What you have to do
Would you set down every entry shown below, precisely as written?

Rows from a pointing dataset
※

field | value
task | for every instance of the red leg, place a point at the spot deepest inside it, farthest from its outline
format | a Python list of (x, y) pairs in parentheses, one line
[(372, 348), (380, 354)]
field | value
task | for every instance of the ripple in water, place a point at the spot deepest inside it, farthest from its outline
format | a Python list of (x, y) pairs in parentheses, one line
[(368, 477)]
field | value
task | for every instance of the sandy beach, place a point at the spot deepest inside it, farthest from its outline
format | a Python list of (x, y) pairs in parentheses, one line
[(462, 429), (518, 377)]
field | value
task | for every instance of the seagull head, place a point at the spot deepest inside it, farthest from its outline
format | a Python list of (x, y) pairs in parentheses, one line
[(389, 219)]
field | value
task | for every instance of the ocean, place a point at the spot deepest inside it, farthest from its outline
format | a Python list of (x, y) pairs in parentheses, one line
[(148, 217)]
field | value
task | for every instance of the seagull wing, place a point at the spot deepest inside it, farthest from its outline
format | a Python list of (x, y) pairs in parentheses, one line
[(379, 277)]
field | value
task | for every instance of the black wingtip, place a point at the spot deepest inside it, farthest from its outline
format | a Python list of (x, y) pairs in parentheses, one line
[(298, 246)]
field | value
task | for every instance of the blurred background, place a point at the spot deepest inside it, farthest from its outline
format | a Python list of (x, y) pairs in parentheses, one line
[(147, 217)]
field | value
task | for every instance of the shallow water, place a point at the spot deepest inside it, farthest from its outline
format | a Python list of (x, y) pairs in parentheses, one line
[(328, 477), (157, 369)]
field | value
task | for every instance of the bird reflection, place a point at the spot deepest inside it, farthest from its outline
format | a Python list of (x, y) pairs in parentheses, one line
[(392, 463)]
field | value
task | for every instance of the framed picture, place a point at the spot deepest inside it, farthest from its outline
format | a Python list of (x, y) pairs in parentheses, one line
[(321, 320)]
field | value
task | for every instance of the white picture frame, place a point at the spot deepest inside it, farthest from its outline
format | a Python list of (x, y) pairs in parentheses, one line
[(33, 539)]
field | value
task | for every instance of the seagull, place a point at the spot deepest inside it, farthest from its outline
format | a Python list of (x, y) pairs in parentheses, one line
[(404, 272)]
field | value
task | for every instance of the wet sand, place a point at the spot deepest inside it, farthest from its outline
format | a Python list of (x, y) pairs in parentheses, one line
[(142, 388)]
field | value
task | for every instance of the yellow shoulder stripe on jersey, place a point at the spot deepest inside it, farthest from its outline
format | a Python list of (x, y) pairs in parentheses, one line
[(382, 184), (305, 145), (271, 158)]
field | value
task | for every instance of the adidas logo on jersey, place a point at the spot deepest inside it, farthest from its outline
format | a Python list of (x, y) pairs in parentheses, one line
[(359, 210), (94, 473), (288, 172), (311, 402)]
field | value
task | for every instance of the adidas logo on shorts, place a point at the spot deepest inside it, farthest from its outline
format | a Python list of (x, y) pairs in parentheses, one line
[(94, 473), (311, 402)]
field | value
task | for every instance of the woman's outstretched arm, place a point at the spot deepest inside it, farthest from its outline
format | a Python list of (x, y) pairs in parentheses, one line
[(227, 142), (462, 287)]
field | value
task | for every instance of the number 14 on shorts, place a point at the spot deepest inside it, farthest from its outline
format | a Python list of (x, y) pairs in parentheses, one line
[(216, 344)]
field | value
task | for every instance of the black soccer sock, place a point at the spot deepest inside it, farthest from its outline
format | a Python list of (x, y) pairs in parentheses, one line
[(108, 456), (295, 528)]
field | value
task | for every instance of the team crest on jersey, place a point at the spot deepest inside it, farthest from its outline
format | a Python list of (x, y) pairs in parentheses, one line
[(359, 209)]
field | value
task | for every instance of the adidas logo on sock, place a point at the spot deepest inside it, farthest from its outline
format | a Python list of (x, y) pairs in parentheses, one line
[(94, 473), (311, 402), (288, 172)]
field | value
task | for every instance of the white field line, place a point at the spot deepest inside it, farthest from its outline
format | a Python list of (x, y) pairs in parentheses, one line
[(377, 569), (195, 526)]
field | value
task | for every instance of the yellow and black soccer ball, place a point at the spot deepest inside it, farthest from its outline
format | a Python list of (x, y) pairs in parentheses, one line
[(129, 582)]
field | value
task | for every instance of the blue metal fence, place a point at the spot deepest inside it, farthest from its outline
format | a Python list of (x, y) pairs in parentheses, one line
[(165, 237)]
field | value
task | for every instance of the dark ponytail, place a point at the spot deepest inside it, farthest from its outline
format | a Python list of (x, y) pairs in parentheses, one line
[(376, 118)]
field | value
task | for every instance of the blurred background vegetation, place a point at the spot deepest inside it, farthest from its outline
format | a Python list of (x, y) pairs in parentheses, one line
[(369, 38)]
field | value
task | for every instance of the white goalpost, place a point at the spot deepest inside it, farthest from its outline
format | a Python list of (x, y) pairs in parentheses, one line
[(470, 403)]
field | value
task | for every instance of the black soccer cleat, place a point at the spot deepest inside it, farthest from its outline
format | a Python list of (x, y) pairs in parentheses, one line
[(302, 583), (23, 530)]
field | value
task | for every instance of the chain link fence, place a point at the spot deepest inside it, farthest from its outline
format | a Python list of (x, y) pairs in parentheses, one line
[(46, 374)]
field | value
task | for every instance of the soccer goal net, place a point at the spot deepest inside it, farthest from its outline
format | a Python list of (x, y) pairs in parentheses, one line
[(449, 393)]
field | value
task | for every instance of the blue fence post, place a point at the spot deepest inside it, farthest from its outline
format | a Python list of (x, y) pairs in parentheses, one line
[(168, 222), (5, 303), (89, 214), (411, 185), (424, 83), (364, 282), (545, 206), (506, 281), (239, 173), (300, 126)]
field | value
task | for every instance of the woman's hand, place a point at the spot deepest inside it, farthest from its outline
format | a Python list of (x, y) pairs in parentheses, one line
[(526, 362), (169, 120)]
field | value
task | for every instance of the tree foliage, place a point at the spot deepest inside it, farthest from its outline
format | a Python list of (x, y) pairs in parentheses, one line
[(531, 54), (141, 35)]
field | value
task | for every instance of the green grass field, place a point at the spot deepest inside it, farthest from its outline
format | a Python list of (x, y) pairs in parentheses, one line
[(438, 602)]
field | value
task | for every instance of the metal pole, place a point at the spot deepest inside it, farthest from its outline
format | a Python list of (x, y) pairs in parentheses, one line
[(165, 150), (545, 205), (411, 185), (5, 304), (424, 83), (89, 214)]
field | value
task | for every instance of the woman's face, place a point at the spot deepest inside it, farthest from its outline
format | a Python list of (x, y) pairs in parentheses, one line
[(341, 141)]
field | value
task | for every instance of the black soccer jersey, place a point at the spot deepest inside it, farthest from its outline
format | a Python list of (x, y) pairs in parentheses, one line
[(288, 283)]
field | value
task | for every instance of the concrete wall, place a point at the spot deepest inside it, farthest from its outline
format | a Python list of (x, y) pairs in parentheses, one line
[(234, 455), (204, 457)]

※

Exercise solution
field | value
task | for every instance of the red leg, place a point at the spot deepest inside it, farthest from its outline
format | a Python list of (x, y) pairs in parentheses, one line
[(372, 348), (380, 354)]
field | value
task | for every instance of the ripple in water, place a point at the spot deepest inside it, farthest from its outline
format | a Python list of (x, y) pairs in parentheses, one line
[(368, 477)]
field | value
task | for every instance of the sandy beach, place a point at the spot deepest inside it, farthest from its outline
format | a Python list of (x, y) pairs in parentheses, one line
[(462, 429), (518, 377)]
field | value
task | for every instance of the seagull head, place a point at the spot deepest inside it, farthest from its outline
format | a Python list of (x, y) pairs in parentheses, one line
[(389, 219)]
field | value
task | for every instance of the ocean, place a point at the spot deepest inside it, farthest from its outline
format | a Python list of (x, y) pairs in parentheses, one line
[(148, 217)]
field | value
task | for every instance of the seagull wing, place a point at the spot deepest inside it, farthest from its outline
format | a Python list of (x, y) pairs in parentheses, one line
[(379, 277)]
field | value
task | for every instance of the black wingtip, place a point at the spot deepest inside it, farthest from its outline
format | a Python list of (x, y) pairs in parentheses, one line
[(298, 246)]
field | value
task | for every instance of the blurred background, place a point at the spot deepest inside it, farthest from its outline
format | a Python list of (x, y) pairs in parentheses, one line
[(147, 217)]
field | value
task | for every instance of the shallow water, place a point at the spot deepest inside it, farthest from its outline
format | a Python list of (x, y) pairs in parentheses, one line
[(328, 477), (157, 369)]
field | value
task | for every instance of the bird reflection, place a point at the spot deepest inside it, farthest from its outline
format | a Python list of (x, y) pairs in parentheses, one line
[(392, 463)]
field | value
task | for every instance of the framed picture, place a point at the spot deepest inside it, farthest from its outline
format | a Python list of (x, y) pairs in parentheses, one line
[(321, 320)]
field | value
task | for every instance of the white picture frame, place a point at the spot deepest inside it, farthest from its outline
format | a Python list of (x, y) pairs in parentheses, one line
[(33, 539)]
field | value
task | for every instance of the seagull, place a point at the spot deepest inside it, farthest from its outline
format | a Python list of (x, y) pairs in parentheses, one line
[(404, 272)]
field | value
task | for every instance of the wet sand, place a point at the spot deepest inside it, farthest from its outline
format | a Python list of (x, y) pairs in parentheses, one line
[(142, 388)]
field | value
task | for every instance of the yellow shoulder stripe on jersey, place a point at the spot deepest inside it, farthest from its outline
format | a Python list of (x, y) pairs in parentheses, one line
[(382, 184), (305, 145), (271, 158)]
field | value
task | for every instance of the adidas logo on jersey, place a point at the spot deepest inside it, farthest from its outline
format | a Python list of (x, y) pairs in parentheses, one line
[(359, 210), (94, 473), (288, 172), (311, 402)]
field | value
task | for every instance of the adidas logo on shorts, place a point at the spot deepest inside it, farthest from its outline
format | a Python list of (x, y) pairs in parentheses, one line
[(94, 473), (311, 402)]
field | value
task | for every instance of the woman's outstretched arm, place a point at the spot deepest inside it, farthest from its outline
format | a Python list of (x, y) pairs in parentheses, one line
[(227, 142), (462, 287)]
field | value
task | for every instance of the number 14 on shorts, place a point at the spot deepest inside it, farthest from its outline
format | a Python list of (x, y) pairs in parentheses, one line
[(216, 344)]
field | value
task | for every instance of the black soccer sock, place a point at the spot deepest inside it, farthest from its outline
format | a Python list of (x, y) pairs in parentheses, one line
[(108, 456), (295, 528)]
field | value
task | for every instance of the team crest on jersey, place a point at the spot deepest inside it, farthest from its outline
format | a Python list of (x, y) pairs in parentheses, one line
[(359, 209)]
field | value
task | for every instance of the adidas logo on sock, place a point at the spot deepest inside it, farthest from its outline
format | a Python list of (x, y) pairs in parentheses, one line
[(94, 473), (311, 402), (288, 172)]
field | value
task | for every instance of the white field line, place a point at the spot deepest inside it, farthest from its outline
format | a Python list of (x, y) pairs in parentheses, one line
[(377, 569), (195, 526)]
field | value
task | for every instance of the yellow and black soccer ball, place a point at the spot deepest inside it, farthest from its outline
format | a Python list of (x, y) pairs in parentheses, one line
[(129, 582)]
field | value
task | for every instance of the blue metal fence, place a point at the spot deepest inside it, farthest from its outline
format | a Python list of (x, y) pairs in parentheses, one line
[(165, 237)]
field | value
task | for every instance of the dark ponytail, place a point at the spot deepest inside it, farthest from its outline
format | a Python list of (x, y) pairs in parentheses, one line
[(376, 118)]
field | value
task | for every instance of the blurred background vegetation, place a point at the spot deepest inside it, farthest from its outline
format | a Python list of (x, y) pairs in parentheses, one line
[(369, 38)]
field | value
task | for every instance of the white goalpost, place a point at the spot deepest inside it, farthest from its outline
format | a Python list of (x, y) pairs in parentheses, one line
[(470, 403)]
field | value
task | for every instance of the black soccer cleat, place a point at the spot deepest inside it, farthest from its outline
format | a Python list of (x, y) pairs in parentheses, one line
[(302, 583), (23, 530)]
field | value
task | for every instance of the chain link fence, place a point at the spot deepest inside it, farthest from its outline
format | a Python list of (x, y) pairs in parentheses, one line
[(46, 374)]
field | value
task | for every instance of the soccer goal net, place a point at the spot deepest inside it, farthest from its outline
format | a Python list of (x, y) pairs in parentheses, one line
[(449, 393)]
field | value
task | for every instance of the blue fence post, place a point at the spot deepest inside it, farthest from its outline
format | a Python list of (x, y) pairs in parentheses, one line
[(168, 222), (5, 303), (89, 214), (411, 185), (424, 83), (364, 282), (545, 206), (506, 281), (239, 173), (300, 126)]
field | value
task | for every instance of the woman's hand, place a point at the spot deepest inside it, farthest from its outline
format | a Python list of (x, y) pairs in parentheses, one line
[(526, 362), (169, 120)]
field | value
task | for every instance of the tree foliage, place a point at the spot deepest inside it, farthest from its outline
format | a Python list of (x, y) pairs in parentheses, one line
[(531, 54), (141, 35)]
field | value
task | for every instance of the green grass field, place a point at the spot deepest inside it, farthest from its outline
format | a Python list of (x, y) pairs in parentheses, one line
[(438, 602)]
field | value
task | for every instance of the metal pole, place a point at the spot deepest inside it, farthest from its outline
format | a Python list of (x, y) pairs in parentheses, one line
[(165, 150), (545, 205), (411, 185), (5, 304), (424, 83), (89, 214)]
field | value
task | for every instance of the woman's face, place a point at the spot deepest inside it, farthest from its outline
format | a Python list of (x, y) pairs in parentheses, one line
[(341, 141)]
field | value
task | for every instance of the black soccer jersey, place a point at the spot deepest inside it, farthest from its outline
format | a Python list of (x, y) pairs in parentheses, one line
[(288, 283)]
field | value
task | for every instance of the concrete wall, place a point at the spot deepest inside it, farthest from its outline
format | a Python list of (x, y) pairs in parentheses, one line
[(234, 455), (204, 457)]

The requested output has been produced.